BEGIN Given information
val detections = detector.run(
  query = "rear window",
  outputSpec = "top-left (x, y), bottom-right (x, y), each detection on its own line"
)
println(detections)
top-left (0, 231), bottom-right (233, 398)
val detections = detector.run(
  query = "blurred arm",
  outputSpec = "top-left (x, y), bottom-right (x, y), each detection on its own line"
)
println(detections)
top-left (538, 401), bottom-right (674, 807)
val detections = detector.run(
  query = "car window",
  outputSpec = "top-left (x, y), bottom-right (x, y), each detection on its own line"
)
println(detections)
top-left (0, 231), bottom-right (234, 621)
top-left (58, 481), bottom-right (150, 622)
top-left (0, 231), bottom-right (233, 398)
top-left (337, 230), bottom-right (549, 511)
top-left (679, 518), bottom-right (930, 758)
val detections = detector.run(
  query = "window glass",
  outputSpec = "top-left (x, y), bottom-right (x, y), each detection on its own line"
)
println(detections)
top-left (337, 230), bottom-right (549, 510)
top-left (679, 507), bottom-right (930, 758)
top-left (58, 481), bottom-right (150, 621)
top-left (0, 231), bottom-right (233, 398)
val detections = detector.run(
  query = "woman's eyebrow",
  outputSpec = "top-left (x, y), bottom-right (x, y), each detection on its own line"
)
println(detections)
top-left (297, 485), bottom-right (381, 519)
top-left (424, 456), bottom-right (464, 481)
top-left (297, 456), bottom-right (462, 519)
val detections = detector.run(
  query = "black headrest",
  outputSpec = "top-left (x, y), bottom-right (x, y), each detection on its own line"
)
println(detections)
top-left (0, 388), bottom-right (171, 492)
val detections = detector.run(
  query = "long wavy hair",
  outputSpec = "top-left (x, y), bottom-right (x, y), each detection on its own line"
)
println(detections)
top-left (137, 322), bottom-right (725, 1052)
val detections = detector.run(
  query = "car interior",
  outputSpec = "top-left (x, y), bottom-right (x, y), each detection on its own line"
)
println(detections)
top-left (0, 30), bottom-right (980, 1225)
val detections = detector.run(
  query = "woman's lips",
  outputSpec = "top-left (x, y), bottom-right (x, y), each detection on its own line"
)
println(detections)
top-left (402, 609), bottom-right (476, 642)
END Given information
Please output the entire listing exactly as it stands.

Solution to this problem:
val detections = detector.run(
  query = "rear window",
  outputSpec = "top-left (x, y), bottom-right (x, y), each detection on its own line"
)
println(detections)
top-left (0, 231), bottom-right (233, 398)
val detections = detector.run(
  query = "blurred arm",
  outputSpec = "top-left (x, y), bottom-right (x, y), each detection on its own line"
)
println(detections)
top-left (538, 401), bottom-right (674, 807)
val detections = detector.run(
  query = "car window",
  outputSpec = "top-left (x, y), bottom-right (x, y), each detection on its own line"
)
println(detections)
top-left (0, 231), bottom-right (234, 621)
top-left (58, 481), bottom-right (150, 622)
top-left (0, 231), bottom-right (233, 398)
top-left (337, 230), bottom-right (549, 511)
top-left (679, 518), bottom-right (930, 758)
val detections = detector.run(
  query = "window glass",
  outputSpec = "top-left (x, y), bottom-right (x, y), each detection on its own line"
)
println(detections)
top-left (337, 230), bottom-right (549, 510)
top-left (679, 507), bottom-right (930, 758)
top-left (58, 481), bottom-right (150, 621)
top-left (0, 231), bottom-right (233, 398)
val detections = detector.run(
  query = "woman's eyebrow",
  outputSpec = "top-left (x, y), bottom-right (x, y), each detection on its own line"
)
println(detections)
top-left (297, 485), bottom-right (381, 519)
top-left (424, 456), bottom-right (464, 481)
top-left (297, 456), bottom-right (462, 519)
val detections = detector.run(
  query = "black headrest",
  outputSpec = "top-left (x, y), bottom-right (x, y), each detection on its own line"
)
println(detections)
top-left (0, 388), bottom-right (171, 492)
val detections = detector.run(
  query = "long wavy hair",
  outputSpec = "top-left (x, y), bottom-right (x, y), each detection on its own line"
)
println(detections)
top-left (137, 322), bottom-right (725, 1052)
val detections = detector.run(
  query = "car interior",
  outputSpec = "top-left (x, y), bottom-right (x, y), each detection on its own line"
)
println(detections)
top-left (0, 30), bottom-right (980, 1225)
val detections = detector.run(
  query = "woman's lips",
  outputSpec = "top-left (x, y), bottom-right (x, y), each detection on its own line"
)
println(detections)
top-left (402, 609), bottom-right (476, 642)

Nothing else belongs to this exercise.